** Start of Exercise input **
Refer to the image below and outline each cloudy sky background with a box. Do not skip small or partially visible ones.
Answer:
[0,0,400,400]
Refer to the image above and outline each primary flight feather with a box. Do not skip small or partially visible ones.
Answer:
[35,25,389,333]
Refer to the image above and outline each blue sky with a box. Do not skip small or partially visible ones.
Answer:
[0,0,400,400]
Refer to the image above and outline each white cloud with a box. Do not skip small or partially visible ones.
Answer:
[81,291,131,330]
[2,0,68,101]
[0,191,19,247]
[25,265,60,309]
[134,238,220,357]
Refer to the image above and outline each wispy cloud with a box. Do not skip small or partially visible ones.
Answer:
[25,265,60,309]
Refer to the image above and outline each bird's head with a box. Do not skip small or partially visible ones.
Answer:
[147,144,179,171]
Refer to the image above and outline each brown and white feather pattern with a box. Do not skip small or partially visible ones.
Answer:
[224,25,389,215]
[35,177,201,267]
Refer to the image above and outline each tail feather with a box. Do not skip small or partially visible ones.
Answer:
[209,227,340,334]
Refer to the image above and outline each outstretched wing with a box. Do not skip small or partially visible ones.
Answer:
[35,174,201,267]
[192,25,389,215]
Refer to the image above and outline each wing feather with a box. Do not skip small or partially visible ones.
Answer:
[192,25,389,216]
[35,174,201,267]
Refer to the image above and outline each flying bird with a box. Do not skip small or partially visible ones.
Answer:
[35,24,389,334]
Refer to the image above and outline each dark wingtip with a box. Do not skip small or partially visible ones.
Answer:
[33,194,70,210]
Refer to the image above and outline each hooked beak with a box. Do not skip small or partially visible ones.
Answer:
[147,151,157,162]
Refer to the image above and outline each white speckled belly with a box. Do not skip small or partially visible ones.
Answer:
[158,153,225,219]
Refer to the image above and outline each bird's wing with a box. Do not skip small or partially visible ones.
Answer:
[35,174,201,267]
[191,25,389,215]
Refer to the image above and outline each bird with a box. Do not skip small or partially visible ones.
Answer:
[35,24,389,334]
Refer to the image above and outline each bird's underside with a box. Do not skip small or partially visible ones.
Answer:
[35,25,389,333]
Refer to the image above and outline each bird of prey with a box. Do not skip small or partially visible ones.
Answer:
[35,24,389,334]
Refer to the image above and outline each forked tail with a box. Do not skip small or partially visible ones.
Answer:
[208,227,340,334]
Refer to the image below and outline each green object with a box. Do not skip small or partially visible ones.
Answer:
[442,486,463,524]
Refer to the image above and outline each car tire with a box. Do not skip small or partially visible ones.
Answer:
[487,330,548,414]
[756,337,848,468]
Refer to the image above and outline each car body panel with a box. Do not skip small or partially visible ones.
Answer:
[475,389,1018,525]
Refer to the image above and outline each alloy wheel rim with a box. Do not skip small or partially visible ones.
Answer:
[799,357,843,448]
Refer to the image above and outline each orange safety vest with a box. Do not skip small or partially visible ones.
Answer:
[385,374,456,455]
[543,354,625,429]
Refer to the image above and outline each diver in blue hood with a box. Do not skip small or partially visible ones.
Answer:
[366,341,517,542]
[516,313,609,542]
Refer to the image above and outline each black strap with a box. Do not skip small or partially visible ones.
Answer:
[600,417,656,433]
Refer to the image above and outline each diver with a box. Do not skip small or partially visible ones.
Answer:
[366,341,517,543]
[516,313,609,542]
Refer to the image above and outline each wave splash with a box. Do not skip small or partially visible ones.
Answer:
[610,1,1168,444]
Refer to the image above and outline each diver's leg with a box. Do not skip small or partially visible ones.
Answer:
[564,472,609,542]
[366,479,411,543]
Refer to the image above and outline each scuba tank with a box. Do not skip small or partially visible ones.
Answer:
** End of Exercise input **
_Given request_
Could you copy out, word for word, the lines of the records from the one containing "Refer to the image above and outline each flying" to the one containing "[33,194,70,210]", with both of those lines included?

_Complete output_
Refer to the image above and outline each flying bird with a box. Do not skip small or partially visible ones.
Answer:
[35,24,389,334]
Refer to the image above and outline each dark wingtip with a box. Do not skip small or partially visible ones.
Answer:
[33,194,70,210]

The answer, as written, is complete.